— Written instruction 1 —
From the post on baby boomers and yuppies, reproduce the passage starting at "So the baby" and ending at "an Econ blog.".
— Written instruction 2 —
The post on baby boomers calls it anachronistic to credit boomers with the tumultuous 1960s. In one to three sentences, explain why, using the reasons it gives.

═══ Document text ═══

Boomers were the yuppies, not the hippies
The “baby boom” began in 1946 and ended in 1964. I’m a boomer. In fact, I was born in the mathematical center of the baby boom. I was 14 when Woodstock happened.
Boomers have been credited (or blamed) for the tumultuous ‘60s of civil rights and hippie fame. But that’s anachronistic. Here’s Louis Man and in his recent New Yorker article “What happened to the yuppie?”
“Most of the baby boomers had nothing to do with the civil-rights movement or the launch of the women’s-liberation movement, and only a few who were born before 1950 had much to do with the antiwar movement. When the first U.S. combat troops were deployed to Vietnam, in 1965, the oldest baby boomers were nineteen, and still in college*. The youngest were not yet one, and teething. On the other hand, the yuppies, if we define them as people between twenty-five and thirty-nine in 1984, were indeed baby boomers. The yuppie, not the hippie, is the baby boom’s contribution to American social history.
“ . . . [Jerry] Rubin was famous as a co-founder, with Abbie Hoffman, of the Youth International Party, the Yippies, in 1967, and as a leading participant in several iconic Vietnam-era protests, including the mass march on the Pentagon, in 1967, and the demonstrations at the Democratic National Convention in Chicago, in 1968. He was one of the Chicago Seven, whose trial arose out of those demonstrations, and was convicted, in 1970, of crossing state lines to incite a riot. (All the convictions were overturned on appeal.) not one of the defendants in the Chicago Seven trial was a baby boomer. Rubin was born in 1938. Hoffman was born in 1936.”
So the baby boomers were not the drivers of American social consciousness that some have painted them. They were the drivers of American avarice, the “greed is good” life philosophy. They are the generation of cynicism, not the generation of civic virtue. I don’t believe in tarring every member of a generation with the same brush, but if we want to credit historical periods to generational traits, that’s the historical reality.
*actually, most boomers didn’t go to college

I’ve seen this confusion a lot. Boomers remember the civil rights movement, the anti-war protests and all that great rock music, but they were the consumers, not the creators. Maybe I should say “we”, because I’m a boomer myself.
Yep. I remember it, and as they say, if you remember it, you weren’t there. And I wasn’t.
” . . . they were the consumers, not the creators.”
Which I guess justifies posting this on an Econ blog.
Kaleberg:
I was a part of a social movement from 68-71. I just wore camouflage, then green and carried an M14. When Washington was under the threat of the movement, I was a part of that social movement wearing green and carrying an M14 too. Just in a different venue than college kids protesting.

═══ Stored data ═══

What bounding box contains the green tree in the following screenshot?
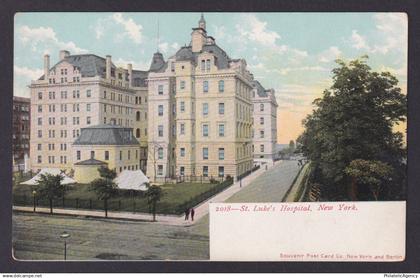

═══

— Expected answer 1 —
So the baby boomers were not the drivers of American social consciousness that some have painted them. They were the drivers of American avarice, the “greed is good” life philosophy. They are the generation of cynicism, not the generation of civic virtue. I don’t believe in tarring every member of a generation with the same brush, but if we want to credit historical periods to generational traits, that’s the historical reality.
*actually, most boomers didn’t go to college

I’ve seen this confusion a lot. Boomers remember the civil rights movement, the anti-war protests and all that great rock music, but they were the consumers, not the creators. Maybe I should say “we”, because I’m a boomer myself.
Yep. I remember it, and as they say, if you remember it, you weren’t there. And I wasn’t.
” . . . they were the consumers, not the creators.”
Which I guess justifies posting this on an Econ blog.

— Expected answer 2 —
Most boomers were too young to drive those movements. When the first U.S. combat troops went to Vietnam in 1965, the oldest boomers were nineteen and the youngest not yet one, and only a few born before 1950 had much to do with the antiwar movement. Even leading figures like Jerry Rubin (born 1938) and Abbie Hoffman (born 1936) were born before the baby boom began in 1946.